> _The task_: Turn the stretch of the listing below, from the line containing "the green lawn" through the line containing "Target: shrub", into a numbered list of only those lines, with any blank lines left out.

> _Dataset records_:
## start

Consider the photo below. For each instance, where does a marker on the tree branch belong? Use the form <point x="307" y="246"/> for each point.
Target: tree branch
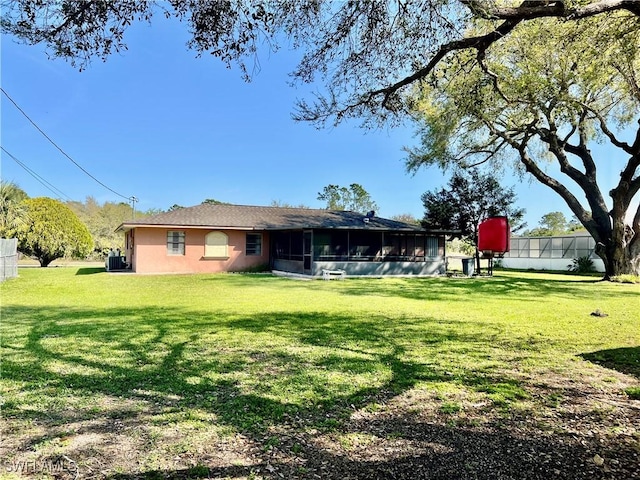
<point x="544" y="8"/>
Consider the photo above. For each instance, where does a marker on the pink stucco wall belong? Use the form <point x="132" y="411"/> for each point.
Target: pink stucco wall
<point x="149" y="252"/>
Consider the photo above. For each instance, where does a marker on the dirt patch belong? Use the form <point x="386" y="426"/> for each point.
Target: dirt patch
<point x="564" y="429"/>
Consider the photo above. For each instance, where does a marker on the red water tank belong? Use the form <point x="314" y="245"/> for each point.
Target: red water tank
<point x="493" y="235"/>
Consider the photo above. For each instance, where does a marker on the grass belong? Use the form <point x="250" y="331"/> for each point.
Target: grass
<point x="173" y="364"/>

## end
## start

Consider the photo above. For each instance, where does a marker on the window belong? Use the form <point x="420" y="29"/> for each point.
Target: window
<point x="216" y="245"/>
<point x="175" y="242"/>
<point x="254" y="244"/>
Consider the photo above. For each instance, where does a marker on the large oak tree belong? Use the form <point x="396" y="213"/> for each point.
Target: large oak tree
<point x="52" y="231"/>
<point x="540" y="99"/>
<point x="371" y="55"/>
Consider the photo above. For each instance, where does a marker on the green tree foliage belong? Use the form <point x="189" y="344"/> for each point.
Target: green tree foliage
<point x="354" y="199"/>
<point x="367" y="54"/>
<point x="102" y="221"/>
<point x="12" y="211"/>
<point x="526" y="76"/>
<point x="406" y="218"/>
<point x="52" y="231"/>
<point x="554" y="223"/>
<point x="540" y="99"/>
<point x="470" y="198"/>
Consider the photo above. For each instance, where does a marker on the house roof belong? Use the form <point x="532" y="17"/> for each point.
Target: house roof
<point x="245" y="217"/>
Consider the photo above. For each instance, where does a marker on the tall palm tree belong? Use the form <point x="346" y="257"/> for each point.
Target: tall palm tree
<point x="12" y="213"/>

## end
## start

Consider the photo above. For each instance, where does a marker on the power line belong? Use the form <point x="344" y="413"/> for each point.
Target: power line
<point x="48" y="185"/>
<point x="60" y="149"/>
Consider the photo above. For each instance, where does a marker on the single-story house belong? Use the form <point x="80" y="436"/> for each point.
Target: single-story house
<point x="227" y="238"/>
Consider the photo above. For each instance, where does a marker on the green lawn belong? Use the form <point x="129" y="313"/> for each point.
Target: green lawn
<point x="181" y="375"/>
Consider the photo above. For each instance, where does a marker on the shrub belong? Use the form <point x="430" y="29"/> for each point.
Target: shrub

## end

> _The reply_:
1. Consider the photo above. For each instance, where does a marker on the green lawn belong? Use the form <point x="129" y="313"/> for each point.
2. Target: green lawn
3. <point x="181" y="375"/>
4. Consider the photo above. For each instance, where does a marker on the shrub belong? Use the form <point x="430" y="29"/> for each point.
5. Target: shrub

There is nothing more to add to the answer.